Output the complete listing. Match it exactly.

Exercise inputs:
------------------------------------

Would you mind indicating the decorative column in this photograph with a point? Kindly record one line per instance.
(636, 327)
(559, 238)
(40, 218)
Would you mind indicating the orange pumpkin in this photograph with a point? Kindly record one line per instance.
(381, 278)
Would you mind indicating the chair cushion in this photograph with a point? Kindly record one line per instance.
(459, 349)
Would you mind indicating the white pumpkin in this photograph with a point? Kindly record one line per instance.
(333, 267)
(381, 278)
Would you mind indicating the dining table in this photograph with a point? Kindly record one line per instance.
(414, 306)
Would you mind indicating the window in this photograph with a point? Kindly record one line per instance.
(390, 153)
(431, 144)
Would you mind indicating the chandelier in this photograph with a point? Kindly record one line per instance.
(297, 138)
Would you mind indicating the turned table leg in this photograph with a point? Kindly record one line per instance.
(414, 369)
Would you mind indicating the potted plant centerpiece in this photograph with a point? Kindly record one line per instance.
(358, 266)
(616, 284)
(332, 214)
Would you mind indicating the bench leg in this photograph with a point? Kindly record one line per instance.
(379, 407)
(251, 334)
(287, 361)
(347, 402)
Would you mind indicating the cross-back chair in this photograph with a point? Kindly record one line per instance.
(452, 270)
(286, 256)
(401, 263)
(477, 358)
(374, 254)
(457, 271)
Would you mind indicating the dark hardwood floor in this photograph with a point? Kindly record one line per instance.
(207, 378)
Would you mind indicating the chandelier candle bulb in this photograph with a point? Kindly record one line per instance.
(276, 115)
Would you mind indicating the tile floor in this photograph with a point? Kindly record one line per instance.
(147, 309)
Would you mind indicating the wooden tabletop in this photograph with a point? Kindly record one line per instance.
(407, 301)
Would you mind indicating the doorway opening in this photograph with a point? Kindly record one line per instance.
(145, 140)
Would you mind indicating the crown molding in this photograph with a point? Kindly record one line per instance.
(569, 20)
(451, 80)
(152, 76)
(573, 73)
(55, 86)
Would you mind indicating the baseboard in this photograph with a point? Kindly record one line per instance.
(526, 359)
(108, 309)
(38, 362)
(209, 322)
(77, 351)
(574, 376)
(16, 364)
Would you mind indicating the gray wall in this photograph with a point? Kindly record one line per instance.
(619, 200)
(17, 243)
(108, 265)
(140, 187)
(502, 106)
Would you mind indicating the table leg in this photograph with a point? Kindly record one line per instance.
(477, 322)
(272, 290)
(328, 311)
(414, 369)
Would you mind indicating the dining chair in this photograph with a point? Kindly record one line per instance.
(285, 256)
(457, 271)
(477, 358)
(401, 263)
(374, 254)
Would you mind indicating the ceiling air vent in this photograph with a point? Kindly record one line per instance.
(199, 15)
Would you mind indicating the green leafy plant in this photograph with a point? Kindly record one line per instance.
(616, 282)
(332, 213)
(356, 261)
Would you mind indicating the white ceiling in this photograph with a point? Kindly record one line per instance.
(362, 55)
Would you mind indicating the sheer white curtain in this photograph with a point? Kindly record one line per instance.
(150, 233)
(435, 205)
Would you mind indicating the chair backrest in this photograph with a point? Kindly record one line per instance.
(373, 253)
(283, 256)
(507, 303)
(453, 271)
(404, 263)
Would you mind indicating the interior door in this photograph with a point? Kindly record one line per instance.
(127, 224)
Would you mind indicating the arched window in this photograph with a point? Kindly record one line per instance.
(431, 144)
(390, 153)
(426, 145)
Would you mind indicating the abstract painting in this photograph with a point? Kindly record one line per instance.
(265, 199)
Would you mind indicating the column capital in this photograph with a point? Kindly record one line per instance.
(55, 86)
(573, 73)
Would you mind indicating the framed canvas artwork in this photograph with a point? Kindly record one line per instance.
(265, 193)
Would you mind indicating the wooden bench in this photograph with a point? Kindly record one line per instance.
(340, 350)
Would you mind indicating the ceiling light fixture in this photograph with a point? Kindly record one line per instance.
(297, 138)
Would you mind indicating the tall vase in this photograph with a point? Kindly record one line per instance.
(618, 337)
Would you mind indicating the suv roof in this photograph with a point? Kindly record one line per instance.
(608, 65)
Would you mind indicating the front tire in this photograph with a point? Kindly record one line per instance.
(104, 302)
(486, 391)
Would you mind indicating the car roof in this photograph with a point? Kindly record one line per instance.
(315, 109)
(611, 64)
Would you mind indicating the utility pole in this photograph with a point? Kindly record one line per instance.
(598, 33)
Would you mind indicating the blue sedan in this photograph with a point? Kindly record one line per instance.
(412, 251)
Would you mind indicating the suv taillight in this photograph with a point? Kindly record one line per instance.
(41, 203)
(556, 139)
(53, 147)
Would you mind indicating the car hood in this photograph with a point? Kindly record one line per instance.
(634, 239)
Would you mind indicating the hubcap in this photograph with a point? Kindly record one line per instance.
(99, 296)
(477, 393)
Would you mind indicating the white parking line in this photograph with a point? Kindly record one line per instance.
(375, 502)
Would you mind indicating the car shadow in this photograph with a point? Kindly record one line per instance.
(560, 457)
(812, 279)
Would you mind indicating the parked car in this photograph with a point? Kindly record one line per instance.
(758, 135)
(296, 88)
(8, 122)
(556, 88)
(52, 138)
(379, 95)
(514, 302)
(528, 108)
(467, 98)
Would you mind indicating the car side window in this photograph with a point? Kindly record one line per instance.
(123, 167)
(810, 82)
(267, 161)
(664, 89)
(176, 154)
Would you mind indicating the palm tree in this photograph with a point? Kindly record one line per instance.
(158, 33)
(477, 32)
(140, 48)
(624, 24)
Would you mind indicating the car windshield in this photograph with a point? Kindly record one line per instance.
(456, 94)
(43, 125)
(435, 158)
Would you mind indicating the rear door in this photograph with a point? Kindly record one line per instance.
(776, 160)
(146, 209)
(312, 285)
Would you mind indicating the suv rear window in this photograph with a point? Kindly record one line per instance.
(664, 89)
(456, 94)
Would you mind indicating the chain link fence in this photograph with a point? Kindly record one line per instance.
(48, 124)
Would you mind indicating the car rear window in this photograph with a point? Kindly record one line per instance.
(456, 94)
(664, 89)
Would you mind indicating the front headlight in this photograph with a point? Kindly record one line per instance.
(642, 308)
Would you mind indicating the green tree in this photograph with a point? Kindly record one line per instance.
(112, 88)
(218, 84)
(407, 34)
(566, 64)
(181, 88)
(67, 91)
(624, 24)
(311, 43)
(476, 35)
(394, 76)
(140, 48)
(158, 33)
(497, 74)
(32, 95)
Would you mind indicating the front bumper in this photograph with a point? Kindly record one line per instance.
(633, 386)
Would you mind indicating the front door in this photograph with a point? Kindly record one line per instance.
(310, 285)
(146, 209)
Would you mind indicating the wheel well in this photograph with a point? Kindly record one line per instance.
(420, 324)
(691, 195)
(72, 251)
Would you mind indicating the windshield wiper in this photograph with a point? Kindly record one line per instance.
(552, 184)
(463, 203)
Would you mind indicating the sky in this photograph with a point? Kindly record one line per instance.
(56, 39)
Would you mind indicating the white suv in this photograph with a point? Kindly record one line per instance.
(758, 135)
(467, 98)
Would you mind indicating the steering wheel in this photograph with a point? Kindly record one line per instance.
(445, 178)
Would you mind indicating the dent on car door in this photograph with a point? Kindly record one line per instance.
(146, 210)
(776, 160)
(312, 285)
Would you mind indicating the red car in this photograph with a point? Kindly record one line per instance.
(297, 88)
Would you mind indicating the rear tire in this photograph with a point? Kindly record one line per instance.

------------------------------------

Final answer:
Would you mind indicating the decorative column in this photograph with a point? Kindly record one line per instance.
(636, 327)
(559, 238)
(40, 218)
Would you mind indicating the orange pumpkin in this photograph with a point? Kindly record one line per instance.
(381, 278)
Would you mind indicating the chair cushion in this photograph with a point? Kindly record one line per instance.
(459, 349)
Would you mind indicating the white pumpkin in this photograph with a point? Kindly record one line per instance.
(333, 267)
(381, 278)
Would you mind indicating the dining table in this photograph with a point? Kindly record one line per instance.
(414, 306)
Would you mind indicating the window in this photograph with a point? Kindly record one line per instance.
(390, 153)
(431, 144)
Would you mind indicating the chandelier in this photograph with a point? Kindly record one line per instance.
(297, 138)
Would you mind indicating the turned table leg in this photograph with a point? Kindly record one line per instance.
(414, 369)
Would you mind indicating the potted plant centerpiece in this photograph with a point? Kindly record one line per instance.
(358, 266)
(616, 284)
(332, 214)
Would you mind indicating the bench leg in this photograph with a point? Kindly record one line per instance.
(379, 407)
(251, 334)
(287, 361)
(347, 402)
Would you mind indicating the cross-back chair in this photograph with a point? Kindly record one line per instance.
(452, 270)
(286, 256)
(401, 263)
(477, 358)
(374, 254)
(457, 271)
Would you mind indicating the dark hardwood floor in this photograph with a point? Kindly record one line per instance.
(207, 378)
Would you mind indicating the chandelier candle bulb in this photograph with a point? Kindly record one line per instance.
(276, 115)
Would you mind indicating the tile floor in this photograph with a point? Kindly record one line per instance.
(147, 309)
Would you mind indicating the wooden tabletop in this photograph with a point? Kindly record one line per instance.
(407, 301)
Would you mind indicating the doorway opening in this photograph with a point? Kindly record one line per instance.
(145, 140)
Would you mind indicating the crown molding in this photograph with a point? Kindly record one line per instance.
(569, 20)
(451, 80)
(152, 76)
(573, 73)
(55, 86)
Would you mind indicating the baseboard in this photograph with a point? Kindly record one line per instance.
(526, 359)
(108, 309)
(38, 362)
(209, 322)
(77, 351)
(574, 376)
(16, 364)
Would you mind indicating the gray wall in this photograph with a point? Kindly record one line per instance.
(619, 200)
(17, 243)
(108, 265)
(140, 187)
(502, 106)
Would you mind indicating the table leg in this photograph with a point? Kindly record one line per instance.
(477, 322)
(272, 290)
(328, 311)
(414, 369)
Would you mind indicating the dining chair in this photograph with a point? Kindly record one line per instance.
(285, 256)
(457, 271)
(477, 358)
(401, 263)
(374, 254)
Would you mind indicating the ceiling air vent in this photograph with a point? Kindly record one line per instance.
(199, 15)
Would you mind indicating the green leafy plant in this photograph with a point? Kindly record one line per instance.
(616, 282)
(332, 213)
(356, 261)
Would you mind indicating the white ceiling in this photograph with a point? Kindly record one line per instance.
(362, 55)
Would you mind indicating the sheer white curtain in this photograph with a point? Kindly record one line per instance.
(150, 233)
(435, 205)
Would you mind indicating the chair backrest in this photograph with a point? Kindly record one line per instance.
(373, 253)
(283, 256)
(507, 303)
(453, 271)
(404, 263)
Would you mind indicating the interior door in this photograph with a point? Kindly record one line per instance.
(127, 224)
Would you mind indicating the arched window in this photograph with a point? Kindly record one line per instance.
(431, 144)
(390, 153)
(426, 145)
Would you mind indicating the abstract painting in this photograph with a point? Kindly record one line per instance.
(265, 199)
Would you mind indicating the column capital in this photograph with a point? Kindly record one line per instance.
(55, 86)
(573, 73)
Would you mind indicating the framed canvas artwork in this photograph with a point? Kindly record one line per instance.
(265, 193)
Would you mind indicating the wooden bench in this photograph with a point? Kindly record one line per instance.
(340, 350)
Would you mind indicating the ceiling light fixture in this photograph with a point? Kindly record one line per instance.
(297, 138)
Would you mind indicating the tall vase in this photograph with a point? Kindly record one line per instance.
(618, 337)
Would you mind indicating the suv roof in this photograph with a point? Kindly record one line per instance.
(608, 65)
Would you mind indicating the front tire in this photograph with a point? Kindly record one line per instance.
(104, 302)
(486, 391)
Would you mind indicating the car roof in this photograph with a point? Kindly record one line per instance.
(315, 109)
(611, 64)
Would you mind indicating the utility pole in this photograph with a point? Kindly record one line per instance.
(598, 33)
Would you mind indicating the blue sedan in this photograph with a point? Kindly record one line per instance.
(412, 251)
Would you mind indicating the suv taillight in this photograph with a point? Kindly record one line per instance.
(41, 203)
(556, 139)
(53, 147)
Would you mind indicating the car hood in this photograph with a point? Kindly record one line per instance.
(634, 239)
Would you mind indicating the hubcap in this photograph with a point? Kindly record one line per instance.
(99, 296)
(477, 393)
Would you mind indicating the white parking line in this photograph with a point? Kindly record one line per instance.
(375, 502)
Would you mind indicating the car shadow in this photograph with a point? Kindly record one line per instance.
(560, 457)
(812, 279)
Would you mind indicating the parked car in this photograph with a point? Kindly record one line per instance.
(758, 135)
(296, 88)
(8, 122)
(556, 88)
(52, 138)
(379, 95)
(514, 302)
(528, 108)
(467, 98)
Would you mind indicating the car side window in this photograph with a point? Kindly record one line per instance.
(123, 167)
(810, 82)
(267, 161)
(664, 89)
(176, 154)
Would you mind indicating the palm tree in this photograph with a point? Kindly record one line per instance.
(158, 33)
(477, 32)
(140, 48)
(624, 24)
Would you mind indicating the car windshield in this photograph with a point? Kindly record one line per instance.
(456, 94)
(43, 125)
(435, 158)
Would you mind indicating the rear door in this photograph with a point? Kindly record one line per instance.
(776, 160)
(146, 209)
(312, 285)
Would you mind indicating the suv rear window in this photograph with a point? Kindly record one line per instance.
(664, 89)
(456, 94)
Would you mind indicating the chain link fence in this photograph with a point? Kindly record one line per instance.
(48, 124)
Would you mind indicating the car rear window in this photograph with a point? Kindly record one line per instance.
(456, 94)
(664, 89)
Would you mind indicating the front headlight in this photograph with a point? Kindly record one line per instance.
(642, 308)
Would you mind indicating the green tree in this photograph with a point? Kindly record one line per instance.
(112, 88)
(218, 84)
(407, 34)
(566, 64)
(181, 88)
(67, 91)
(624, 24)
(311, 43)
(476, 35)
(394, 76)
(140, 48)
(158, 33)
(497, 74)
(32, 95)
Would you mind indicating the front bumper in this photograph with a point? Kindly record one line per instance.
(633, 386)
Would you mind indicating the front door in this photograph with a point? Kindly record one line per instance.
(310, 285)
(146, 209)
Would you mind indicating the wheel well in this photograph with a point? Kindly record one line per instance.
(420, 324)
(691, 195)
(72, 251)
Would you mind indicating the windshield wiper in this photograph with a point? Kindly record one line per instance.
(552, 184)
(463, 203)
Would you mind indicating the sky in this photograph with a point? Kindly record one line per instance.
(56, 39)
Would you mind indicating the white suv in this photograph with a point? Kindly record one line per instance.
(758, 135)
(467, 98)
Would you mind indicating the steering wheel in this photograph with a point? Kindly record one line per instance.
(445, 178)
Would you mind indicating the dent on car door in this photograph with a point? Kindly record one line per instance.
(146, 210)
(776, 160)
(312, 285)
Would you mind indicating the red car in this photograph with a point? Kindly record one line per instance.
(297, 88)
Would you mind indicating the rear tire in this photograph with a point? Kindly record one line per instance.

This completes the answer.